Work order
Restate the entire listing word for word.

== Listed entries

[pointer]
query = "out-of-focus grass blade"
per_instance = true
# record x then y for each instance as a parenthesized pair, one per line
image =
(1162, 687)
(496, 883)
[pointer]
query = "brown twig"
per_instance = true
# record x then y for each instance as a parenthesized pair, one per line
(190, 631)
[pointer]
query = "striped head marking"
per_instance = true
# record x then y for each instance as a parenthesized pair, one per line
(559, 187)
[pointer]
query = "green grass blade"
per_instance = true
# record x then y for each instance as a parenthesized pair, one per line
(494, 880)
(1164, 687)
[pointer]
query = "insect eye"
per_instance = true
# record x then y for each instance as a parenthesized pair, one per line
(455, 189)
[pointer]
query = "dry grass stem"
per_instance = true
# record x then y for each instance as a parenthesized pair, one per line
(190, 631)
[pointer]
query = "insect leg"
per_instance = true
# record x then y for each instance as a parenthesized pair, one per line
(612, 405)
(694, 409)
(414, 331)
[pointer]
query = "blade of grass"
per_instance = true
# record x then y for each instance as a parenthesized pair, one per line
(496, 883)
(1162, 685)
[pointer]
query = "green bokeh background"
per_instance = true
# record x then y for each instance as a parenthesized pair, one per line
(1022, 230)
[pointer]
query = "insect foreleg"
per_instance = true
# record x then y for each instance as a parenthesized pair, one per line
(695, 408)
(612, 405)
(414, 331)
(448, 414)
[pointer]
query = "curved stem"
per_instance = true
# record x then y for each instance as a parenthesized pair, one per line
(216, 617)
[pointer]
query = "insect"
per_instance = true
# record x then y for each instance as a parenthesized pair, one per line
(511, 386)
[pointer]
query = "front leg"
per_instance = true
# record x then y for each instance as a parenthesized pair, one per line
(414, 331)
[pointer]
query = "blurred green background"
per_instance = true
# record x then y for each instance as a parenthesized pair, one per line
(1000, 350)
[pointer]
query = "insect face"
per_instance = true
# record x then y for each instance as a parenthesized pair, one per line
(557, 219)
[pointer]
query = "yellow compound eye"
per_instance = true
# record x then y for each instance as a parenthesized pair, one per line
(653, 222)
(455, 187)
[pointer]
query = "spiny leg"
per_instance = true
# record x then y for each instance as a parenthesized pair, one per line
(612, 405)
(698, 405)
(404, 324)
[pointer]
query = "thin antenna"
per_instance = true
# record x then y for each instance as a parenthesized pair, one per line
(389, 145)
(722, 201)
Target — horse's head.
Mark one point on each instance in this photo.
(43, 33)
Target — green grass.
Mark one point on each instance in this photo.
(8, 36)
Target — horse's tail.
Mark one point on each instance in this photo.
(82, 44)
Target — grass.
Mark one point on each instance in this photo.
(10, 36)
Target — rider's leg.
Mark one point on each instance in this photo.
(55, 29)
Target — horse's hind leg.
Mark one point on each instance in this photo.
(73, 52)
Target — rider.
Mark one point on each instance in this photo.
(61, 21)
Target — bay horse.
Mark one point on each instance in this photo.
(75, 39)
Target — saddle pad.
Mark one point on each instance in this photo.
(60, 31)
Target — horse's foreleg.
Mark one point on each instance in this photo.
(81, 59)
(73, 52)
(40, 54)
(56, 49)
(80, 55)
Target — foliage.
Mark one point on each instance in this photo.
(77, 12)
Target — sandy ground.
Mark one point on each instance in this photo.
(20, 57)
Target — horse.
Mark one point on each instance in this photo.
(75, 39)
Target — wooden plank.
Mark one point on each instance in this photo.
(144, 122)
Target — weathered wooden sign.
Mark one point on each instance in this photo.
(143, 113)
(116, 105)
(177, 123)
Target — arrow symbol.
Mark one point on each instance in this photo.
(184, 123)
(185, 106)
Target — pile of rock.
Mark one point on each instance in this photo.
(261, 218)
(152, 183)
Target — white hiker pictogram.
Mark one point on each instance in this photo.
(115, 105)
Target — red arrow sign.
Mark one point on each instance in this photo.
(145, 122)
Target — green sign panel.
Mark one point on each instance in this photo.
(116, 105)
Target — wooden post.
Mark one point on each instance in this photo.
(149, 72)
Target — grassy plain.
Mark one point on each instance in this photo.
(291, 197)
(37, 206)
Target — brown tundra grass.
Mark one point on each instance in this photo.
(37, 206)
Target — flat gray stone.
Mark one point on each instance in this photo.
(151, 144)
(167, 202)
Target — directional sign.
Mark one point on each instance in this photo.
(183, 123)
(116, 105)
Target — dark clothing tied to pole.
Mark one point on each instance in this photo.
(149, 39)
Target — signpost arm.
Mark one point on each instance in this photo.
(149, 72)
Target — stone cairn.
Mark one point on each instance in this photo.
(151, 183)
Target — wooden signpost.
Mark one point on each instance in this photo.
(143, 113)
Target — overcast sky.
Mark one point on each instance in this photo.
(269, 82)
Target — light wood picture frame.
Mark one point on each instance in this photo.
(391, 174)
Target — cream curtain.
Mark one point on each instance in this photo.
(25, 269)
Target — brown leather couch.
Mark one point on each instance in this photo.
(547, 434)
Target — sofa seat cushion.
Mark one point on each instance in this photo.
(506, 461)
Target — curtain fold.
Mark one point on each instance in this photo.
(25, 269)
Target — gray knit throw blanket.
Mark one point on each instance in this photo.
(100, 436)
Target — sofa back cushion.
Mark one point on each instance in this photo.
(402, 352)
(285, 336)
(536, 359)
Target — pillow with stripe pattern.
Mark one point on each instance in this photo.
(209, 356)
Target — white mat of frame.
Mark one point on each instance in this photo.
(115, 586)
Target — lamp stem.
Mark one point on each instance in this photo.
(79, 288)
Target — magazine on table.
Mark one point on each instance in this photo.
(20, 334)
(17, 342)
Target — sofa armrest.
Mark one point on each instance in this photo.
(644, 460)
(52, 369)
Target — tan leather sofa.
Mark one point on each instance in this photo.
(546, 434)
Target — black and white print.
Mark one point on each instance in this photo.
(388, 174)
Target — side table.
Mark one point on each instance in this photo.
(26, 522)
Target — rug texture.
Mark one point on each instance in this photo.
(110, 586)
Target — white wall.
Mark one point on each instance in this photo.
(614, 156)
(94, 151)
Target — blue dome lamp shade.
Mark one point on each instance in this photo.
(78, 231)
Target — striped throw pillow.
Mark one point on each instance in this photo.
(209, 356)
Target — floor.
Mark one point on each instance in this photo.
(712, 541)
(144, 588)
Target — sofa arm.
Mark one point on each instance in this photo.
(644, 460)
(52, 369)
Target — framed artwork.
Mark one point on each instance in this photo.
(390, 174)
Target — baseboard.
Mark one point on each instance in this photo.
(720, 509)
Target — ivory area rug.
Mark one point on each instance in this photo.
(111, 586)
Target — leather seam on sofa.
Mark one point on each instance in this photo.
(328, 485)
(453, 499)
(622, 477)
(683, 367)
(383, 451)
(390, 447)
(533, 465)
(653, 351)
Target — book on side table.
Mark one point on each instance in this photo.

====

Solution for this problem
[pointer]
query = "out-of-focus grass blade"
per_instance = true
# record x then y for each instance as a parenthesized pair, one per line
image =
(1162, 687)
(496, 883)
[pointer]
query = "brown twig"
per_instance = true
# record x then y for each instance as a parenthesized pair, one per line
(190, 631)
[pointer]
query = "striped head marking"
per_instance = true
# record x then y for each instance as a parenthesized pair, one per line
(559, 187)
[pointer]
query = "green grass blade"
per_instance = true
# record x then y for each instance as a parenthesized pair, one per line
(494, 880)
(1164, 687)
[pointer]
query = "insect eye"
per_instance = true
# record x then y for each instance as a parenthesized pair, one per line
(455, 189)
[pointer]
query = "dry grass stem"
per_instance = true
# record x then y for each instance as a parenthesized pair, one per line
(190, 631)
[pointer]
query = "insect leg"
per_instance = true
# record x then y for each instance as a parenthesized pair, one per line
(612, 405)
(694, 409)
(414, 331)
[pointer]
query = "blade of grass"
per_instance = true
# record x then y for each instance as a parenthesized pair, one per line
(496, 883)
(1162, 685)
[pointer]
query = "green bokeh background"
per_instance = true
# record x then y for each instance as a parenthesized pair, one per line
(1022, 230)
[pointer]
query = "insect foreleg"
per_instance = true
# record x then y for each instance as a parenthesized pair, one per line
(695, 408)
(612, 405)
(414, 331)
(448, 414)
[pointer]
query = "curved stem"
per_instance = true
# record x then y for each instance as a parenthesized pair, one per line
(216, 617)
[pointer]
query = "insect"
per_instance = true
# record x then y for each instance as a parenthesized pair, one per line
(511, 386)
[pointer]
query = "front leg"
per_instance = true
# record x then y for each instance as a parenthesized pair, one per line
(414, 331)
[pointer]
query = "blurred green background"
per_instance = true
# record x then y for each instance as a parenthesized pair, one per line
(1000, 350)
[pointer]
query = "insect face"
per_instance = true
# record x then y for each instance as a parenthesized pair, one per line
(557, 219)
[pointer]
query = "yellow compound eye"
per_instance = true
# record x then y for each instance as a parenthesized pair, one per line
(653, 222)
(455, 187)
[pointer]
query = "spiny leg"
per_instance = true
# record x then y for each instance as a parenthesized pair, one per line
(612, 405)
(698, 405)
(404, 324)
[pointer]
query = "thin antenna"
per_instance = true
# record x then y for each instance as a parenthesized pair, one per line
(389, 145)
(722, 201)
Target — horse's head.
Mark one point on each instance in this photo.
(43, 33)
Target — green grass.
Mark one point on each instance in this photo.
(8, 36)
Target — horse's tail.
Mark one point on each instance in this photo.
(82, 44)
Target — grass.
Mark one point on each instance in this photo.
(10, 36)
Target — rider's leg.
Mark one point on each instance in this photo.
(55, 29)
Target — horse's hind leg.
Mark one point on each instance in this photo.
(73, 52)
Target — rider.
Mark one point on each instance in this photo.
(61, 21)
Target — bay horse.
Mark one point on each instance in this photo.
(75, 39)
Target — saddle pad.
Mark one point on each instance in this photo.
(60, 31)
Target — horse's foreleg.
Mark one point on each instance in this photo.
(81, 59)
(73, 52)
(40, 54)
(56, 49)
(80, 55)
Target — foliage.
Mark one point on each instance in this photo.
(77, 12)
Target — sandy ground.
Mark one point on each instance in this photo.
(20, 57)
Target — horse.
Mark one point on each instance in this photo.
(75, 39)
Target — wooden plank.
Mark one point on each instance in this photo.
(144, 122)
Target — weathered wooden sign.
Mark one point on each instance in this photo.
(143, 113)
(116, 105)
(177, 123)
Target — arrow symbol.
Mark one point on each instance in this photo.
(184, 123)
(185, 106)
Target — pile of rock.
Mark one point on each instance in this photo.
(261, 218)
(152, 183)
Target — white hiker pictogram.
Mark one point on each instance in this photo.
(115, 105)
Target — red arrow sign.
Mark one point on each instance in this photo.
(145, 122)
Target — green sign panel.
Mark one point on each instance in this photo.
(116, 105)
Target — wooden post.
Mark one point on each instance in this photo.
(149, 72)
Target — grassy plain.
Mark one point on each instance in this photo.
(291, 197)
(37, 206)
Target — brown tundra grass.
Mark one point on each instance in this photo.
(37, 206)
Target — flat gray stone.
Mark one point on each instance in this photo.
(151, 144)
(167, 202)
Target — directional sign.
Mark one point on each instance in this photo.
(183, 123)
(116, 105)
Target — dark clothing tied to pole.
Mark one point on each instance in this photo.
(149, 39)
Target — signpost arm.
Mark one point on each instance in this photo.
(149, 72)
Target — stone cairn.
Mark one point on each instance in this photo.
(151, 183)
Target — wooden signpost.
Mark one point on each instance in this photo.
(143, 113)
Target — overcast sky.
Mark one point on each instance in this photo.
(269, 82)
Target — light wood picture frame.
Mark one point on each instance in this photo.
(391, 174)
Target — cream curtain.
Mark one point on each instance in this photo.
(25, 269)
Target — brown leather couch.
Mark one point on each instance in this photo.
(547, 434)
Target — sofa seat cushion.
Mark one point on each instance in this photo.
(506, 461)
Target — curtain fold.
Mark one point on each instance in this photo.
(25, 269)
Target — gray knit throw blanket.
Mark one point on each instance in this photo.
(100, 436)
Target — sofa back cushion.
Mark one point on each instance in this photo.
(402, 352)
(285, 336)
(536, 359)
Target — pillow with stripe pattern.
Mark one point on each instance in this photo.
(209, 356)
Target — white mat of frame.
Mark one point on each instance in this photo.
(115, 586)
Target — lamp stem.
Mark one point on each instance in this photo.
(79, 288)
Target — magazine on table.
Mark one point on each instance in this photo.
(20, 334)
(17, 342)
Target — sofa armrest.
Mark one point on each instance in this photo.
(644, 460)
(52, 369)
Target — tan leather sofa.
Mark one point on each instance in this photo.
(546, 434)
Target — black and white print.
Mark one point on each instance in this photo.
(388, 174)
Target — side table.
Mark one point on each instance in this photo.
(26, 522)
Target — rug texture.
Mark one point on each instance in this photo.
(110, 586)
Target — white wall.
Mark one point on each instance in this photo.
(614, 156)
(94, 151)
Target — blue dome lamp shade.
Mark one point on each instance in this photo.
(78, 231)
Target — striped throw pillow.
Mark one point on each instance in this photo.
(209, 356)
Target — floor.
Mark one point on each instance in this photo.
(712, 541)
(144, 588)
Target — sofa arm.
Mark one point on each instance in this photo.
(644, 460)
(52, 369)
Target — framed artwork.
Mark one point on each instance in this photo.
(390, 174)
Target — baseboard.
Mark one point on each instance in this photo.
(720, 509)
Target — ivory area rug.
Mark one point on each instance in this photo.
(111, 586)
Target — leather seam on sofa.
Mark one point on each instance in this photo.
(328, 485)
(453, 499)
(622, 477)
(683, 367)
(383, 451)
(390, 447)
(533, 465)
(653, 351)
Target — book on side table.
Mark one point on each instance in this photo.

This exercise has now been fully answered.